> _WHAT YOU ARE ASKED TO DO_: Please turn the lines of the material below, from the line holding "of the asphalt" through the line holding "pixel 290 339", both included, into a numbered list that leaves out any blank lines. Include no other lines.

> _INPUT ROWS_:

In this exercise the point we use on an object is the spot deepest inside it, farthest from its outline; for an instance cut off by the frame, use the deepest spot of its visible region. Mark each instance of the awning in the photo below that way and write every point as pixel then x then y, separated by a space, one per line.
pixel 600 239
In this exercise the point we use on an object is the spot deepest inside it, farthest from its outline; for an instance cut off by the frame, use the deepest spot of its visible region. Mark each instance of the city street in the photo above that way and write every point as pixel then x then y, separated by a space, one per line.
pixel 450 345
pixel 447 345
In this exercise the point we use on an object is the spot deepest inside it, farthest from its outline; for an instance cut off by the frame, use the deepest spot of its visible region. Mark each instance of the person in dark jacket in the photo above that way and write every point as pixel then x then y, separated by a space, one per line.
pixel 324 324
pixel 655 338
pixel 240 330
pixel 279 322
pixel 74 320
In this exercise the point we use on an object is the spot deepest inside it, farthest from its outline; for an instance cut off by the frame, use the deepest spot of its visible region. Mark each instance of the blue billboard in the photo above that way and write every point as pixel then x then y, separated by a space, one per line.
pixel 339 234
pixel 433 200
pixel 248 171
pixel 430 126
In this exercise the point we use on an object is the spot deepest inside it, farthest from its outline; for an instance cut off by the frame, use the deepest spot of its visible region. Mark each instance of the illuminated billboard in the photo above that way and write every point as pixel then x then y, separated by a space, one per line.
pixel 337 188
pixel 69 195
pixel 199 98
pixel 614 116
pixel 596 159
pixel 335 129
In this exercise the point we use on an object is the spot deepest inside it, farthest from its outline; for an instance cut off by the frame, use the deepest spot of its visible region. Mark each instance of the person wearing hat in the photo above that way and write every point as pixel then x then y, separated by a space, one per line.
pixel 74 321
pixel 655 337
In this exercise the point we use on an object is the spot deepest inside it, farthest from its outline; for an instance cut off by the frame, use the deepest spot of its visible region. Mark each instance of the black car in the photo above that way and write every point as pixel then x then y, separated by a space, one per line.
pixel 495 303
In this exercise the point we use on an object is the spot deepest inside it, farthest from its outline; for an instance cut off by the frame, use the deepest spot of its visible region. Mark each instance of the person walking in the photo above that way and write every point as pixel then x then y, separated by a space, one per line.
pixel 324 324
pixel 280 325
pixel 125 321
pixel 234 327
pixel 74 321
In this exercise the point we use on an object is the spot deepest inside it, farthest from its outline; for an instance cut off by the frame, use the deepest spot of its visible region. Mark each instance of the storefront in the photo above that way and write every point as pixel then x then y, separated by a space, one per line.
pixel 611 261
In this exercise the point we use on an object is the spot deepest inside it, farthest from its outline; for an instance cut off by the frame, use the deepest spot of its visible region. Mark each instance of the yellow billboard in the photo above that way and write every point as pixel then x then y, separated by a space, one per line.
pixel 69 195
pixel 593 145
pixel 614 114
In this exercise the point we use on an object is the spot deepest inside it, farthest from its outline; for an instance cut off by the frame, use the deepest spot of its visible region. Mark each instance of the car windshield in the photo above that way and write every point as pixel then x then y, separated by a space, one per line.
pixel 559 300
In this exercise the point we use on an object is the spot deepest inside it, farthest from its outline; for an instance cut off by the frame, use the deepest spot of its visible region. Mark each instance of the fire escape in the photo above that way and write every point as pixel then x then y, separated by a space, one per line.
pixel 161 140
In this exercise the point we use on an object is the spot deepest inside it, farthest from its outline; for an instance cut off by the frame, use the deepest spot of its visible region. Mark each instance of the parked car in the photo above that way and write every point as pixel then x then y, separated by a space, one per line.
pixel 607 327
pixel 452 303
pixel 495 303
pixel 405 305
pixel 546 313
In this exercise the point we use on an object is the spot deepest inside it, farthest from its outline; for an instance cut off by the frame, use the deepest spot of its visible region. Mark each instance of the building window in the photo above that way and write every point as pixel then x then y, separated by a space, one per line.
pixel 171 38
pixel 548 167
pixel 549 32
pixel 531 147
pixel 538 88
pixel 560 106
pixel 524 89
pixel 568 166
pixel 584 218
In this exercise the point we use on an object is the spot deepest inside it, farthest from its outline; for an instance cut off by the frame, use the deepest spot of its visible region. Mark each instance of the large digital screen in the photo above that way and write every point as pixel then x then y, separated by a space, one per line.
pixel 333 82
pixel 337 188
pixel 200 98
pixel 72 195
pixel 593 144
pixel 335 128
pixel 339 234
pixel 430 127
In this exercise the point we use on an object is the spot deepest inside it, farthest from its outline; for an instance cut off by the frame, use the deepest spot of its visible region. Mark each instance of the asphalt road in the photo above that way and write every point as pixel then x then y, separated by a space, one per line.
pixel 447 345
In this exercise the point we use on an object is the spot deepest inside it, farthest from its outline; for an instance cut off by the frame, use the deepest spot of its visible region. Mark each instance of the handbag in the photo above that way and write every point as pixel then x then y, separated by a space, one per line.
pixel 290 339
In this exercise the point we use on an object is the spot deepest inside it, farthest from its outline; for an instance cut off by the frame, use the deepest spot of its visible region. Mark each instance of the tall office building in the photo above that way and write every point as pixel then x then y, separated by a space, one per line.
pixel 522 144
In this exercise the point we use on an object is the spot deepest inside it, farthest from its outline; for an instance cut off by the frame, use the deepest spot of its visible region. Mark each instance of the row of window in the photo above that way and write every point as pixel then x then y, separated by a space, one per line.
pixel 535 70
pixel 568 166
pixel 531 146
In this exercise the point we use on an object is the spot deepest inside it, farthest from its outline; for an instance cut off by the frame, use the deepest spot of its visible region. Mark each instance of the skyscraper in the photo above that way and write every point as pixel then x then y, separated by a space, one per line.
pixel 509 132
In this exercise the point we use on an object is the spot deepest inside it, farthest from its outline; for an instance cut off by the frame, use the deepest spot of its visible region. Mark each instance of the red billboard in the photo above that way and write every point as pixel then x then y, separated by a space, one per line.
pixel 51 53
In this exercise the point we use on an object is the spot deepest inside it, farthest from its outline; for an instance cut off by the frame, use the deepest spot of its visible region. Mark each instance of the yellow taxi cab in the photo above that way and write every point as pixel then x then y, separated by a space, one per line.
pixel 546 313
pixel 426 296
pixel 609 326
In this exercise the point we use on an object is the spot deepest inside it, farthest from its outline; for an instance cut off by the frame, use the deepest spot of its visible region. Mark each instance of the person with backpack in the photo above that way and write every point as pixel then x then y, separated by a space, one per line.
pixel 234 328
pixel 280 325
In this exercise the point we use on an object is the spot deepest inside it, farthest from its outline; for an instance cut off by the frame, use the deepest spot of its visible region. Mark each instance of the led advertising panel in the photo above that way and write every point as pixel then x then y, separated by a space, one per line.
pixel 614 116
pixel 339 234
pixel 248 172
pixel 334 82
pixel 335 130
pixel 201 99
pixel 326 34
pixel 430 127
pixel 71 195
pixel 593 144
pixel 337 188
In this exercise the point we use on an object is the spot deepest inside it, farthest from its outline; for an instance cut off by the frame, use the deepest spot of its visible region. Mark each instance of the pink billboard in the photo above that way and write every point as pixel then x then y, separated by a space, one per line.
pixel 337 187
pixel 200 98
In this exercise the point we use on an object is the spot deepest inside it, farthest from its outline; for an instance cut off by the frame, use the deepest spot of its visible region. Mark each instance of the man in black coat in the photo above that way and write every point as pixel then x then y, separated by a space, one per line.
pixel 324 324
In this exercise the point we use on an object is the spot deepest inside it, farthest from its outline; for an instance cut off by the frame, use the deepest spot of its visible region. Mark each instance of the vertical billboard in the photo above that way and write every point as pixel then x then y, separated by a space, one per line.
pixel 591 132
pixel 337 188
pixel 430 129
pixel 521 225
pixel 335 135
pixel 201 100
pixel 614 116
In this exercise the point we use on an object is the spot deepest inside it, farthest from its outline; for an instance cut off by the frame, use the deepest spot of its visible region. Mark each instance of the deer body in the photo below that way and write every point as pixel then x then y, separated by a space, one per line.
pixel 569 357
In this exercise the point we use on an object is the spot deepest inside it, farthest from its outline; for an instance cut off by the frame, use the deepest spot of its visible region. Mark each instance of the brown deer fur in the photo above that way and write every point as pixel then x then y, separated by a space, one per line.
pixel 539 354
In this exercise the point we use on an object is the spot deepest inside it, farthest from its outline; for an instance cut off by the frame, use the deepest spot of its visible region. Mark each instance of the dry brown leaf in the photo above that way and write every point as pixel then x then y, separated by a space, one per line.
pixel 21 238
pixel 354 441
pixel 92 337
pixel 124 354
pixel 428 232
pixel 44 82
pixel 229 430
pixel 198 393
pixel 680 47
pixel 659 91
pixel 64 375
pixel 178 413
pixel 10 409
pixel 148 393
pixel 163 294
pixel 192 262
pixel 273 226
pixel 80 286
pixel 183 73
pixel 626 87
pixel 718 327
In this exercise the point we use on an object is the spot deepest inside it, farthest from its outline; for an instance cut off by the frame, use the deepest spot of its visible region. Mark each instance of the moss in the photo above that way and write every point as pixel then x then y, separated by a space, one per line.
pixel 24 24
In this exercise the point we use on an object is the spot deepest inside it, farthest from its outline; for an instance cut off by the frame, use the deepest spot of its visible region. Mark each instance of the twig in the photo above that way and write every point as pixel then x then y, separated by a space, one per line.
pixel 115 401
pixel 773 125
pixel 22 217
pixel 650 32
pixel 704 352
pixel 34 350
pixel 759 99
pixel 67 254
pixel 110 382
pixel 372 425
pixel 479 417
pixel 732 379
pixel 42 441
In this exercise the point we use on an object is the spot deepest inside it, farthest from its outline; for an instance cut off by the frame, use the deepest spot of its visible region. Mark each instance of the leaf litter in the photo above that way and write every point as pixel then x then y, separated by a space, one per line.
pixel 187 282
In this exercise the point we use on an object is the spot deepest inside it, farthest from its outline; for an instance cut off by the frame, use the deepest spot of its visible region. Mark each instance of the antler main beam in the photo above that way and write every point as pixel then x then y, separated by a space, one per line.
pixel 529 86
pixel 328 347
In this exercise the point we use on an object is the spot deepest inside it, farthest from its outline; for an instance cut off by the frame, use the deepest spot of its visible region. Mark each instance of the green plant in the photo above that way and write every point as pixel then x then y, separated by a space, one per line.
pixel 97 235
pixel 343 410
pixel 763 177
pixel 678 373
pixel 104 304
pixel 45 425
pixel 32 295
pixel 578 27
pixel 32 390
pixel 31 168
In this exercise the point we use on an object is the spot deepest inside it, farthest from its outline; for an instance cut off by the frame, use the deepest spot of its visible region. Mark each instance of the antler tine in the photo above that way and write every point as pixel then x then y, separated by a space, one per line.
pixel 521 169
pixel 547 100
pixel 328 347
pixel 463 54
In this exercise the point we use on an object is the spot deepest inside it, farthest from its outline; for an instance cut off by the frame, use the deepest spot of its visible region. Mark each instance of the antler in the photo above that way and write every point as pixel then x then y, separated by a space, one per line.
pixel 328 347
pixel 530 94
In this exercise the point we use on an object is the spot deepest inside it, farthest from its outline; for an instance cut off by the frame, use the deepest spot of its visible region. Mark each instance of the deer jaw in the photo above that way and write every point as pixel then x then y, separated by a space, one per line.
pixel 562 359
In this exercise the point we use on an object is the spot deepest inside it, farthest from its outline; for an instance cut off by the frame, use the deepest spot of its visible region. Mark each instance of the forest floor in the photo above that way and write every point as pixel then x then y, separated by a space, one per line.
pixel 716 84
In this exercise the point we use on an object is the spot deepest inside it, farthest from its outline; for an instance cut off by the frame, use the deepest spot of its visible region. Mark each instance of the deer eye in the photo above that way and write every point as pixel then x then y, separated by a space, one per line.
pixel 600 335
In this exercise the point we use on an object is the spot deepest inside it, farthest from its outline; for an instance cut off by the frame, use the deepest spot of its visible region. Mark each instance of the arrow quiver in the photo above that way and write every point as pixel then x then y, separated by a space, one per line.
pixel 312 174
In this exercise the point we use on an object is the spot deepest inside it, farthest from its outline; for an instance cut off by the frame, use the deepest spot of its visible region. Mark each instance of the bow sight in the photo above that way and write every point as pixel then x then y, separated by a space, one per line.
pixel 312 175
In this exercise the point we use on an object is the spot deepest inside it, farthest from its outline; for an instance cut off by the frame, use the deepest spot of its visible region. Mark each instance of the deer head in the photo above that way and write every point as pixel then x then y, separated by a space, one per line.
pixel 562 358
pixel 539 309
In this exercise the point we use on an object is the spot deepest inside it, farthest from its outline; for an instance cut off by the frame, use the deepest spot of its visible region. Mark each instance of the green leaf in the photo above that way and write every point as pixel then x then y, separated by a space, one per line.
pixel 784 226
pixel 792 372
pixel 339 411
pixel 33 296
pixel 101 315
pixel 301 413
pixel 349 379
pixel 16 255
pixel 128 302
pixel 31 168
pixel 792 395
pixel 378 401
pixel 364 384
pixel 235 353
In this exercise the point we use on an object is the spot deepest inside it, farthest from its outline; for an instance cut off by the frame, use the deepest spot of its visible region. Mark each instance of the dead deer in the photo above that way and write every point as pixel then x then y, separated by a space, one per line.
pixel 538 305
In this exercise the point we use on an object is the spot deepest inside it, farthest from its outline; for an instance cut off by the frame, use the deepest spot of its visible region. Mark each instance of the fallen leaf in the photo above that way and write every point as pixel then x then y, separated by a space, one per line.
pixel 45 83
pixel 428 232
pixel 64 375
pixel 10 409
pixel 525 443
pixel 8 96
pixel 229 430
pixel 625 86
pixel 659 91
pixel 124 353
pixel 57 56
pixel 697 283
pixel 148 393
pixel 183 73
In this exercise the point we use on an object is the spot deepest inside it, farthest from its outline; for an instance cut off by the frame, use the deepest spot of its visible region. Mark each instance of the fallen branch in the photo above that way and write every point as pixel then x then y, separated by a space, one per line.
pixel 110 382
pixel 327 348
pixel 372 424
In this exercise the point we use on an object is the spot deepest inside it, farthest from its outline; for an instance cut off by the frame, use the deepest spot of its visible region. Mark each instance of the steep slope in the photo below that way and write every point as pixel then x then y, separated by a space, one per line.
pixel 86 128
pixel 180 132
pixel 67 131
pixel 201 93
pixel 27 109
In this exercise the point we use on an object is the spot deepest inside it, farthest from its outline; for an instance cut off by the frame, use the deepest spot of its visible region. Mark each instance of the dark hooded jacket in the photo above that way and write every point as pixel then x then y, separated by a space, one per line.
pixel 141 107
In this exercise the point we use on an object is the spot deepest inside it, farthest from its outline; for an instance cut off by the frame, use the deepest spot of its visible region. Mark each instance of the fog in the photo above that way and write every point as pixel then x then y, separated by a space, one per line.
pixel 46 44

> _TASK SOLUTION_:
1. In this exercise the point we use on an object is the spot deepest inside it, farthest from its outline; for an instance cut off by the frame, use the deepest spot of its visible region. Mark each instance of the asphalt road in the photo above that way and write every point as pixel then x then y, separated by a space, one per line.
2. pixel 447 345
3. In this exercise the point we use on an object is the spot deepest inside it, farthest from its outline; for an instance cut off by the frame, use the deepest spot of its visible region. Mark each instance of the handbag in the photo above that way and write every point as pixel then x then y, separated by a space, one per line.
4. pixel 290 339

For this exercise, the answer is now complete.